Task directions: Find each line in the data below that contains the word "food", treating uppercase and lowercase as different, and copy those lines.

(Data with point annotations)
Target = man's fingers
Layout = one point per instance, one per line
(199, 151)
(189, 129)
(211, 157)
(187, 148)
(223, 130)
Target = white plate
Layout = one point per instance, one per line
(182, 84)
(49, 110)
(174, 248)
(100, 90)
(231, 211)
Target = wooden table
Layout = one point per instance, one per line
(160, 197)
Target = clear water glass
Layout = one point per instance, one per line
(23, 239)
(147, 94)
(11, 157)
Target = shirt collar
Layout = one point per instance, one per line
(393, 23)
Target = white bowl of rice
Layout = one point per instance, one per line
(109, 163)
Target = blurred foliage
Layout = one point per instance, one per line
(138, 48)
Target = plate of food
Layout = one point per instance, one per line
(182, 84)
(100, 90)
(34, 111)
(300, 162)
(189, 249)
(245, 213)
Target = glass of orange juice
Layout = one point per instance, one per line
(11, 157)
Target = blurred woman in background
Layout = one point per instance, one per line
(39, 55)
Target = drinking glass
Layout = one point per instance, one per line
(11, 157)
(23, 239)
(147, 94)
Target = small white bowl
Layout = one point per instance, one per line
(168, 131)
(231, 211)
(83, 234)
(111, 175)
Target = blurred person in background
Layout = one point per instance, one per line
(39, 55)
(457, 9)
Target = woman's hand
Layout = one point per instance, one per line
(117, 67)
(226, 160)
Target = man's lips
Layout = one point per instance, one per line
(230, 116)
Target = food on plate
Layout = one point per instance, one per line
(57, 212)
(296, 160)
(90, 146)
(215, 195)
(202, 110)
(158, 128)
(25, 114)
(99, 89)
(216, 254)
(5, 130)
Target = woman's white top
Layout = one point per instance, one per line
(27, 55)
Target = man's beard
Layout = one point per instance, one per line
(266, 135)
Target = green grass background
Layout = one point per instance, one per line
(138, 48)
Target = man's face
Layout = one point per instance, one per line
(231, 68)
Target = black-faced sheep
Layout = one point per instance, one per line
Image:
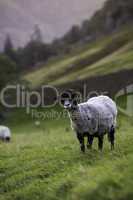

Response to the exercise:
Target = plate of food
Target = food on plate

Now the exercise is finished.